SUPPLIED PASSAGE below:

If the topic of feminism puts you off in any way, then seeing Millicent Sarre’s Friendly Feminism for the Mild Mannered will change that. It’s exactly what it says it is – perfectly amiable, vitriol-free feminism, packaged up in a cabaret of catchy pop tunes and tasteful lyrics.
Calling herself a “non-badass feminist”, singer and songwriter Sarre, and her all-female band take you through ten short and snappy songs which Sarre composed herself, based on her own experiences and personal reflections. Together with witty, humorous dialogue, and a vocal range to rival songbirds, she simultaneously tackles misogyny, mansplaining, and more. For some people, it’s an exposition of modern intersectional feminism. For others, it’s a display of camaraderie and reassurance.

End of SUPPLIED PASSAGE.

• [HOW TO COMPLETE THIS TASK] Return the part of the cabaret review between "If the topic" and "and tasteful lyrics.", inclusive, word for word. The entries that follow have nothing to do with the cabaret review.

EXTRACTED INFORMATION below:

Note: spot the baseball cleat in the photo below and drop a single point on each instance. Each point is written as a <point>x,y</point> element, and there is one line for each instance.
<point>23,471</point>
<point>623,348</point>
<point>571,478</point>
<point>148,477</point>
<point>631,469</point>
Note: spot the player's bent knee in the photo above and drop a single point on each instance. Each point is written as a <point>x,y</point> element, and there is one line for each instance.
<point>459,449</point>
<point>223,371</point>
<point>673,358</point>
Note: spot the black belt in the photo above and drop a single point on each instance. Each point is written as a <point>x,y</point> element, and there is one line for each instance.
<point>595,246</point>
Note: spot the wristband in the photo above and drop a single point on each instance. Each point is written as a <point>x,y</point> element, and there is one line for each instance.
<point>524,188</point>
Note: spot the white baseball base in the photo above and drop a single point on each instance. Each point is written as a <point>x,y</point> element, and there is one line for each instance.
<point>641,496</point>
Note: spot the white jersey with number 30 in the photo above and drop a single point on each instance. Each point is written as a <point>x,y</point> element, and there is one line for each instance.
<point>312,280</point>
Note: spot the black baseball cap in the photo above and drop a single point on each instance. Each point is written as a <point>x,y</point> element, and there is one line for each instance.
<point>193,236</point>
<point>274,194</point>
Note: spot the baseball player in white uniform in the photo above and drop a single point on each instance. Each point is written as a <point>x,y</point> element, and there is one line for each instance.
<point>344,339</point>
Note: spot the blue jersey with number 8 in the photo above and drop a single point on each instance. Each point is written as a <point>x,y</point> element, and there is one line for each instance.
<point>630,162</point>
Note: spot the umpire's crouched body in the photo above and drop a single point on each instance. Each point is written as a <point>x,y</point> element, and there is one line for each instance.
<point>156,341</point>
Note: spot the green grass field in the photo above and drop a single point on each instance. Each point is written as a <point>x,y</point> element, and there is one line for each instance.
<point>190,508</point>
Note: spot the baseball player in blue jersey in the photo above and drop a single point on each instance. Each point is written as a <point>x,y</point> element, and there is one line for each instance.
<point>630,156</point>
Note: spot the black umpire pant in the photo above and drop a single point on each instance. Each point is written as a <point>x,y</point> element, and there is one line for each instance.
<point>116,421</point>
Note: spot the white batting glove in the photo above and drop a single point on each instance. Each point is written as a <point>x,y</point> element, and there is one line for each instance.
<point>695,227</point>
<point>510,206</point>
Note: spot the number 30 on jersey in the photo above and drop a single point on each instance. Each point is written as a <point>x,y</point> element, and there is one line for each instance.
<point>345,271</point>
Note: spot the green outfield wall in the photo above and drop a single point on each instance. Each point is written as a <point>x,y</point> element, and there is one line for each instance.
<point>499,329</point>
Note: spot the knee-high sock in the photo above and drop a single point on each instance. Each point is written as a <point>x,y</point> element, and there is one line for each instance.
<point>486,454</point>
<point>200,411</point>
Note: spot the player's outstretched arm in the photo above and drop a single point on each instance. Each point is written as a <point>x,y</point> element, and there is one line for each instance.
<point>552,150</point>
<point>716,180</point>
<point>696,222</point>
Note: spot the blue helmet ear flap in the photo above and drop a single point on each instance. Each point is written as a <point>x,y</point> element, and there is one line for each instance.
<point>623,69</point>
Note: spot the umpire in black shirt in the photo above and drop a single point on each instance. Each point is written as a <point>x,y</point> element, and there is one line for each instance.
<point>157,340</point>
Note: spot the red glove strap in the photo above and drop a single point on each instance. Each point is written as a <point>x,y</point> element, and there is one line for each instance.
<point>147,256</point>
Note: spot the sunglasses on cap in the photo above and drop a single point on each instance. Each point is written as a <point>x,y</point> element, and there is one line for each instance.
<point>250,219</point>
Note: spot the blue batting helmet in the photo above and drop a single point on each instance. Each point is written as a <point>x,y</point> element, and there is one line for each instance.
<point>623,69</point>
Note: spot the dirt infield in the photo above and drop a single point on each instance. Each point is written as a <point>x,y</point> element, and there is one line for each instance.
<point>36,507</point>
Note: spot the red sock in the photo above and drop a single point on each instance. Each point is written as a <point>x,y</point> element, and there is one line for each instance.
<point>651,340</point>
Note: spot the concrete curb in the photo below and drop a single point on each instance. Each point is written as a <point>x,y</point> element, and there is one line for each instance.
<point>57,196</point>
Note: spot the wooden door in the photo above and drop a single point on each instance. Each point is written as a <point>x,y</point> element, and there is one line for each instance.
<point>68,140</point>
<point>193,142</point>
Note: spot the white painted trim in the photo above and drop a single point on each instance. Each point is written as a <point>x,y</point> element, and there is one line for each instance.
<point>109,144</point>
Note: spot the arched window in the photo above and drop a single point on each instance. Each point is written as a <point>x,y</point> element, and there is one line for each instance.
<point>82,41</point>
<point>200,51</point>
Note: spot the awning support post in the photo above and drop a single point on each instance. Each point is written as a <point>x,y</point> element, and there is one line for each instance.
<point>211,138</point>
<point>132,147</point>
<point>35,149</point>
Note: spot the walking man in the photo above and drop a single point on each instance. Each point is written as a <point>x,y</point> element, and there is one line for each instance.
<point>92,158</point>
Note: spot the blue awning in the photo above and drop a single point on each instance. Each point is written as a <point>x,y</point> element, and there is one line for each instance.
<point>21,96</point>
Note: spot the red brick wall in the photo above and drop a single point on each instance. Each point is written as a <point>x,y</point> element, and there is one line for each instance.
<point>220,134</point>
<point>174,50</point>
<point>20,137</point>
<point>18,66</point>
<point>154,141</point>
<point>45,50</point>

End of EXTRACTED INFORMATION.

• [RESPONSE TO THIS TASK]
If the topic of feminism puts you off in any way, then seeing Millicent Sarre’s Friendly Feminism for the Mild Mannered will change that. It’s exactly what it says it is – perfectly amiable, vitriol-free feminism, packaged up in a cabaret of catchy pop tunes and tasteful lyrics.